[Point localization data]
- Opening Delimiter -

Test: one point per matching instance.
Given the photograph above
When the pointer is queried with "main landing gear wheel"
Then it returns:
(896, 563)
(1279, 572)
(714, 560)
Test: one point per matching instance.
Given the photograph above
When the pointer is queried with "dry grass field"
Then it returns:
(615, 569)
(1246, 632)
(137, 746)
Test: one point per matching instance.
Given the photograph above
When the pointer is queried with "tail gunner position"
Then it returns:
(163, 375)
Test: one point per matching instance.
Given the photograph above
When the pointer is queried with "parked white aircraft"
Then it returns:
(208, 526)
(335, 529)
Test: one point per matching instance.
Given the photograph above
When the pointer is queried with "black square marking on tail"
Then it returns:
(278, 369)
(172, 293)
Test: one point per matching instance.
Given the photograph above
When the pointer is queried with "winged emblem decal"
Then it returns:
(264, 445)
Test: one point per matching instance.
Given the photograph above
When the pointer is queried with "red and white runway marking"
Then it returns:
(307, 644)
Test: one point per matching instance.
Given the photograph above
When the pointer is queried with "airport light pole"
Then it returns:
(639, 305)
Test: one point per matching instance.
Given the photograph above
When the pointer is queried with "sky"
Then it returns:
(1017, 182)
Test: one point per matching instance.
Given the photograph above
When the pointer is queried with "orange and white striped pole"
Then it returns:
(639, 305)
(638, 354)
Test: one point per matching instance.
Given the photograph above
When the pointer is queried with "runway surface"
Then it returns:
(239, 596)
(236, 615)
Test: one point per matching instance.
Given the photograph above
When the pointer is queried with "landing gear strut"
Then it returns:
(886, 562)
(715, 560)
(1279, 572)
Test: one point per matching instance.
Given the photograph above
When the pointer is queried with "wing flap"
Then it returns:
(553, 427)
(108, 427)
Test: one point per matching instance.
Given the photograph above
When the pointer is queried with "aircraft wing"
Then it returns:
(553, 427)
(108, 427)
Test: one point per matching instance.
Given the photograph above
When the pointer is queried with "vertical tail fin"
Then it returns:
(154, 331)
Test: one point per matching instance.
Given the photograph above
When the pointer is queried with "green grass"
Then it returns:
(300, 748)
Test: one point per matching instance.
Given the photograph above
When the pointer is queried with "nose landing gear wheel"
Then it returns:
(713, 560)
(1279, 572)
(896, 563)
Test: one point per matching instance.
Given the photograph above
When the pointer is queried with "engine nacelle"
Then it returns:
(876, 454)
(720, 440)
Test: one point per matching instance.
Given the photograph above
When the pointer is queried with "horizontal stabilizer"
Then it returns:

- Closing Delimiter -

> [Work item] Filter the entries down to the lines holding the string "gear". Copy each of those lines.

> [Answer section]
When the pointer is queried with "main landing gear wheel"
When the pointer is queried with "landing gear strut"
When the pointer is queried with "nose landing gear wheel"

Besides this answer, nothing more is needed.